Region pointing data =>
• • • • •

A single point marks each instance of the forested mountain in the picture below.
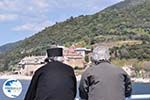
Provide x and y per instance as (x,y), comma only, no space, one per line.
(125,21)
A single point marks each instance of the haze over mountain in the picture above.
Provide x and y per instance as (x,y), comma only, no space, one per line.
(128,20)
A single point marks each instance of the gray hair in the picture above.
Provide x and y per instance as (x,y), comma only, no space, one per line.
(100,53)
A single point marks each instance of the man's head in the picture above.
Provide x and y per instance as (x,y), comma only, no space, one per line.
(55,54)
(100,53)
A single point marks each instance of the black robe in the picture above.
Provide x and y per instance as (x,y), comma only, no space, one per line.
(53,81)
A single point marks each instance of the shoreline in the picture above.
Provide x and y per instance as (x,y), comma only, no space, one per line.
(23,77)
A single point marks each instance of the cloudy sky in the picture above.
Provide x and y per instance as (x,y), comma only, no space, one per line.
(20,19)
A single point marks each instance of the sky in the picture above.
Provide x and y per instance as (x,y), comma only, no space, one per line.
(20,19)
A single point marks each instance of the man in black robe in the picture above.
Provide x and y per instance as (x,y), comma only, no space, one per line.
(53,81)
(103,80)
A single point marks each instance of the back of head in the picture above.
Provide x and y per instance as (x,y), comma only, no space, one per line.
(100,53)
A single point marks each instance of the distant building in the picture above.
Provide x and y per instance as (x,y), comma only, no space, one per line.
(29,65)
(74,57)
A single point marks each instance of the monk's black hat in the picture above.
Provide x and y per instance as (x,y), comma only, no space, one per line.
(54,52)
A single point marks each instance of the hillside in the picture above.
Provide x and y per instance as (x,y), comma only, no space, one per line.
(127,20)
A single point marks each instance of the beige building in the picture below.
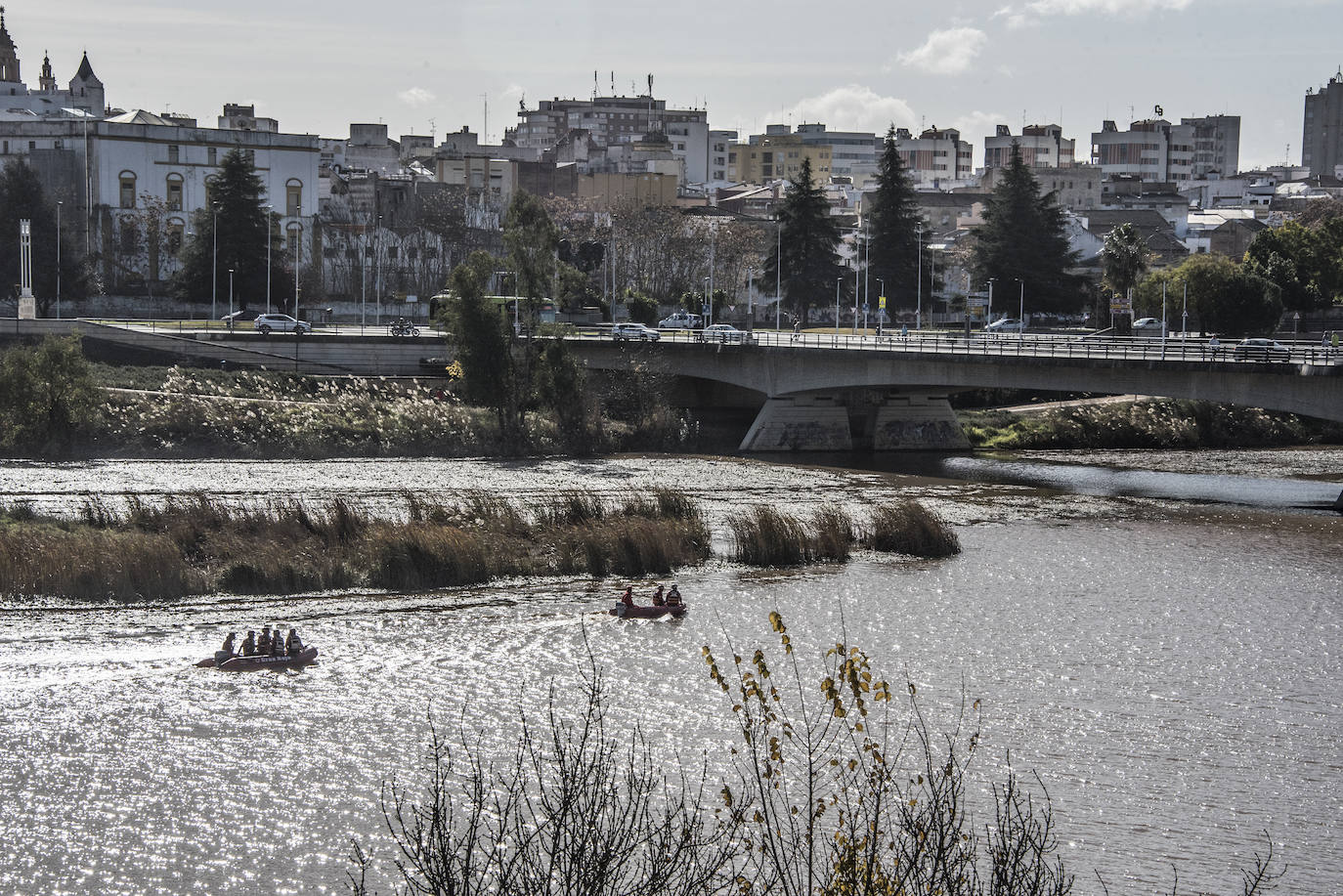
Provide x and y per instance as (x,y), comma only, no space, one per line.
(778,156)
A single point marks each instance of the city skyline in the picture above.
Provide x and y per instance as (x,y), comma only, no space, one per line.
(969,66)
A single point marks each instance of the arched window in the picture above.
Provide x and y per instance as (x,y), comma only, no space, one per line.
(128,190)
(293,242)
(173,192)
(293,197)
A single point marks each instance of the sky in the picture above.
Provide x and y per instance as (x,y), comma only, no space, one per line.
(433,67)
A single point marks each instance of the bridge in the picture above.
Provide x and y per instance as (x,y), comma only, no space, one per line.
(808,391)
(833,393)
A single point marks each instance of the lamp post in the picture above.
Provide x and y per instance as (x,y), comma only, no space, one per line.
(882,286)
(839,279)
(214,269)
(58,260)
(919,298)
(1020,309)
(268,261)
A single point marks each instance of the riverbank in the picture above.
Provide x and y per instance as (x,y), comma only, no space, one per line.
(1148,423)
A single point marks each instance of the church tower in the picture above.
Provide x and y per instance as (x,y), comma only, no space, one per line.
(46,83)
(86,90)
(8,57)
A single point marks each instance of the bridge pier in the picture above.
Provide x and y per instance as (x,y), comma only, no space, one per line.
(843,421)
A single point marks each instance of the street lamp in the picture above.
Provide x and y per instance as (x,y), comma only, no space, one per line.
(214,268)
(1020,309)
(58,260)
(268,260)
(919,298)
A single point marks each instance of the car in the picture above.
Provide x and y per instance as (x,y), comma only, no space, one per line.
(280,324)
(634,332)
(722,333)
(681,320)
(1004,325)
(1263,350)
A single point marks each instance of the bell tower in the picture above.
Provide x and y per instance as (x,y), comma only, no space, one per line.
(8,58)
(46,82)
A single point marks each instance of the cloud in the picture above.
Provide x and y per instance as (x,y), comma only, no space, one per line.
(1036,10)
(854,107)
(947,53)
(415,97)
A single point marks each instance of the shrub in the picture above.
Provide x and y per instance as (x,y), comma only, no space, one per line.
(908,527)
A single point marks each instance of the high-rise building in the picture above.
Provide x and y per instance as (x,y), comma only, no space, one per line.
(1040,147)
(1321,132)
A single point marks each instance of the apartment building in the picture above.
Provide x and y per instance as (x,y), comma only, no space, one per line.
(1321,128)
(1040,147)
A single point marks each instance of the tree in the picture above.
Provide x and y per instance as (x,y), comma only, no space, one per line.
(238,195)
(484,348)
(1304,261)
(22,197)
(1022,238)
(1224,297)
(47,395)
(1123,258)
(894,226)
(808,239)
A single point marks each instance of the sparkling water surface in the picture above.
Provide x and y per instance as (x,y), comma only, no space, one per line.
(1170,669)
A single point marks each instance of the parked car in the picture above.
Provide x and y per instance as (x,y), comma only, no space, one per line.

• • • • •

Your task is to repeat the entries above exactly, omitting the pictures.

Written response =>
A single point marks each instance of the forested mountain in the picture below.
Provide x and y per instance as (x,y), comma only, no space, one per line.
(125,21)
A single point marks each instance of the haze over mountain in the picture above.
Provide x and y per instance as (x,y), comma only, no space, one per line.
(128,20)
A single point marks each instance of the gray hair in the picture above.
Provide x and y per instance as (x,y), comma only, no space, one per line.
(100,53)
A single point marks each instance of the man's head in the picture above.
Provide x and y per instance as (x,y), comma only, no space, one per line.
(55,54)
(100,53)
A single point marks each instance of the black robe in the picture above.
Provide x and y per instance as (x,y), comma only, no space, one per line.
(53,81)
A single point marks each instance of the shoreline in the picture above.
Provide x and y per instance as (x,y), comma only, no space, one per line.
(23,77)
A single point marks each instance of the cloudy sky in the picture above.
Provide x and y per instance as (x,y), comma only, no space, one per line.
(20,19)
A single point marks each instance of the sky in the picture above.
Provide x and y per instance as (x,y), comma only, no space, one per line.
(20,19)
A single point marks each instance of the man in black robe in the picture above.
Provide x and y per instance as (x,y), comma only, no space, one per line.
(53,81)
(103,80)
A single point marks each instance of the back of head in the picture above.
Provide x and y per instance as (x,y), comma only, no space, one per line.
(100,53)
A single point marks each instance of the distant building in the picture above.
Provide x and y per instance as (x,y), comma only, no space, one per line.
(29,65)
(74,57)
A single point marks each instance of the monk's black hat in the picture above.
Provide x and y per instance as (x,y), comma only, no space, one per line.
(54,52)
A single point marks each instance of the hillside in the picture above.
Provide x and y per instance as (x,y), comma only, no space, one per line.
(127,20)
A single point marks each instance of the beige building in the picture below.
Provide x and y per instance as (x,y), comma only, no space, one per line.
(778,156)
A single point marks each instance of the city skyline in the picture above.
Provide x and y per instance as (x,y), comma only, no space, one per line.
(969,66)
A single point marks each instance of the arched window in the picture above.
Provide x and y per instance as (x,y), comma only, no space, one per line.
(128,190)
(293,242)
(173,192)
(293,197)
A single point marks each instance of the sky in the picture above.
Provide x and y per instance as (x,y), comma only, no space, one per line.
(433,67)
A single point marks each instance of the bridge in the picture above.
Provide x and y per instance as (x,y), comma only, no space, one per line.
(808,391)
(833,393)
A single point marks each instance of the lamp post in the picture above.
Provide x and y per instance as (x,y), comma only, no space, one per line.
(882,286)
(839,279)
(214,269)
(58,260)
(919,298)
(1020,309)
(268,261)
A single point marks each instance of the riverbank in the picture above.
Provide x and y per instance as (x,y), comma only, no space, one per line.
(1148,423)
A single point marks each instance of the church tower in the picture above.
Provide x and y per instance as (x,y), comma only, no space, one per line.
(46,83)
(86,90)
(8,57)
A single point marks each instance of the bridge pier in the picture above.
Provide x and y per instance as (x,y), comma only, no space, one per line.
(843,421)
A single point marks each instance of the street lamp in the picture above.
Provide x and y per instance as (x,y), comma only, no space, one per line.
(214,268)
(1020,309)
(58,260)
(268,260)
(919,298)
A single point marks each instance of the car in the picture above.
Provide x and y per instance as (x,y), comma only, no space, one per line.
(280,324)
(634,332)
(722,333)
(681,320)
(1004,325)
(1263,350)
A single point marks each instance of the bell tower in the picture above.
Provide x and y per instance as (x,y), comma only, no space, one per line.
(8,58)
(46,82)
A single point marks each instance of the cloud in the picture above.
Provide x and y per instance as (x,y), comma only, no space, one per line.
(1036,10)
(854,107)
(947,53)
(415,97)
A single point marks each instance of the shrub in the picture above.
Provide x and y per instance as (x,y), comma only, no space, one per line.
(908,527)
A single point marks each instance of the high-rise building in the picture above.
Provide x and y per instance as (x,y), comma only, no space, one per line.
(1040,147)
(1321,132)
A single point marks each instance of the apartment building in the picture above.
Provide x and y per instance as (x,y), comma only, no space, one per line.
(1321,128)
(1040,147)
A single point marks each instance of the tree in the picture above.
Provide x and y per instance as (x,y), comma only, no space, one per line.
(238,195)
(484,348)
(1304,261)
(22,197)
(1022,238)
(1224,297)
(47,395)
(1123,258)
(894,226)
(808,239)
A single point marks each instance of the sparkling water surface in the picture above.
Provide x and y per instance as (x,y), comma only, no space, one per line.
(1170,669)
A single point marks each instance of the parked car in the picture above.
Provide x and y per instance as (x,y), comma only, no space, one per line.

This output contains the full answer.